→ The problem:
Pick out and copy each line of the records that contains the word "background". Matching is case-sensitive.

→ Stored data:
>>>>

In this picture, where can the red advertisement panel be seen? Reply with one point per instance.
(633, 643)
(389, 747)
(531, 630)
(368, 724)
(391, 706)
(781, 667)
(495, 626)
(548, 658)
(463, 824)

<<<<
>>>>

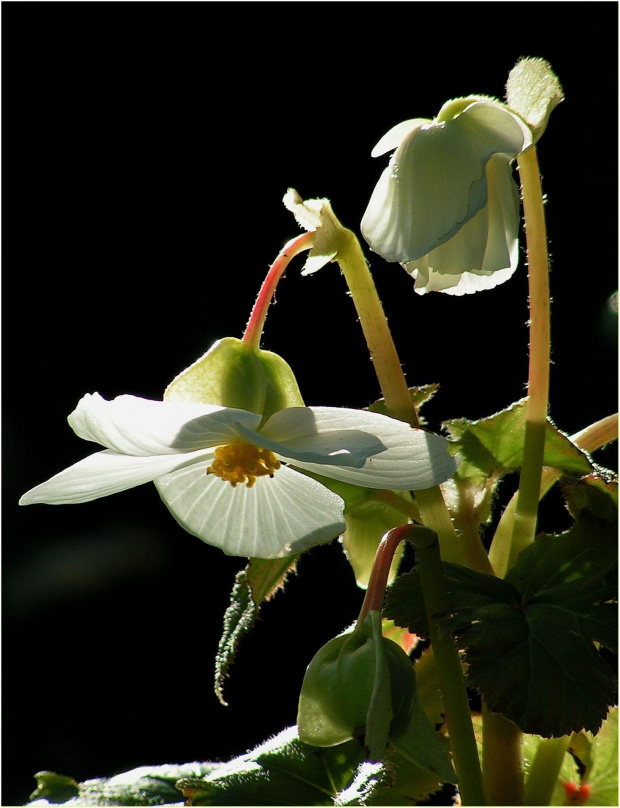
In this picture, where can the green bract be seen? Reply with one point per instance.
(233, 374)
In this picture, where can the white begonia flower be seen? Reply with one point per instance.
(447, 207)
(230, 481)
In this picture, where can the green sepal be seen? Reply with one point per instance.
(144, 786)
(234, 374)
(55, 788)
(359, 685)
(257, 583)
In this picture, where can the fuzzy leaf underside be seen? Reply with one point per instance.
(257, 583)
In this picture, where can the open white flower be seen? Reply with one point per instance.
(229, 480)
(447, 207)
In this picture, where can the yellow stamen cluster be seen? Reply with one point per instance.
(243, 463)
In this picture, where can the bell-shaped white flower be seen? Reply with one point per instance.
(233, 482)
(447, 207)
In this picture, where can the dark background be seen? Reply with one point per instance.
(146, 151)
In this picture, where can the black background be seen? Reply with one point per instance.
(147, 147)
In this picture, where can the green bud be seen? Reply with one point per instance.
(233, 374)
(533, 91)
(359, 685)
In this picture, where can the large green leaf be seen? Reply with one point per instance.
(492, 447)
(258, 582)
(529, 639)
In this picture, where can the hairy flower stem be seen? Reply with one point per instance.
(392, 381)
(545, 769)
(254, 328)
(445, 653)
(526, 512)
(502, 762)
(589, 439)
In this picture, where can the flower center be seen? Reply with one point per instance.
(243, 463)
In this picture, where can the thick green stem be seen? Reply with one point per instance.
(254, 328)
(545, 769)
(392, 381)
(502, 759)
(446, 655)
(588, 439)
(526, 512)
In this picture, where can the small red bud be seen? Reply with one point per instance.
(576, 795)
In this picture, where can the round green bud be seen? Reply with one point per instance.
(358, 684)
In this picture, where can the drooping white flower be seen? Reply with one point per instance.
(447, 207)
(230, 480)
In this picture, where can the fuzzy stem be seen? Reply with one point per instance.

<<<<
>>>>

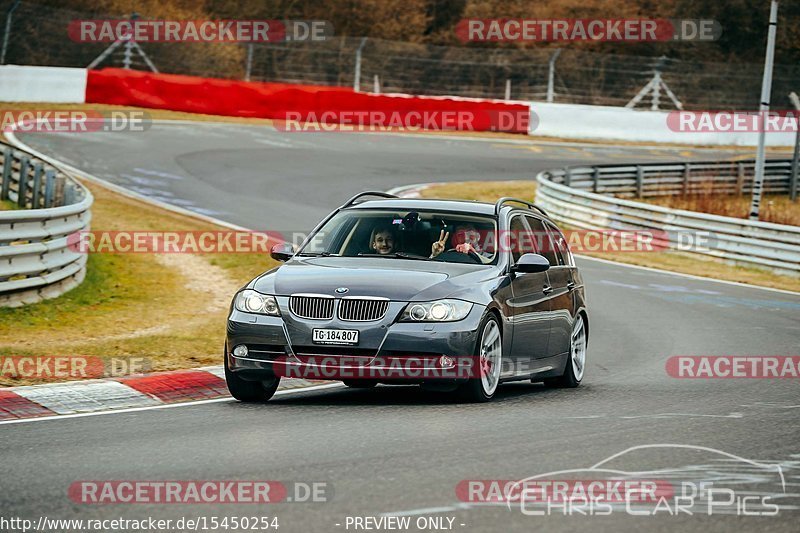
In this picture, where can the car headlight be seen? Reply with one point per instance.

<<<<

→ Task response:
In this picture, where can the dark background be seen? Reply with one point per instance.
In this picture, where can the black background be seen? Reply with one point per instance.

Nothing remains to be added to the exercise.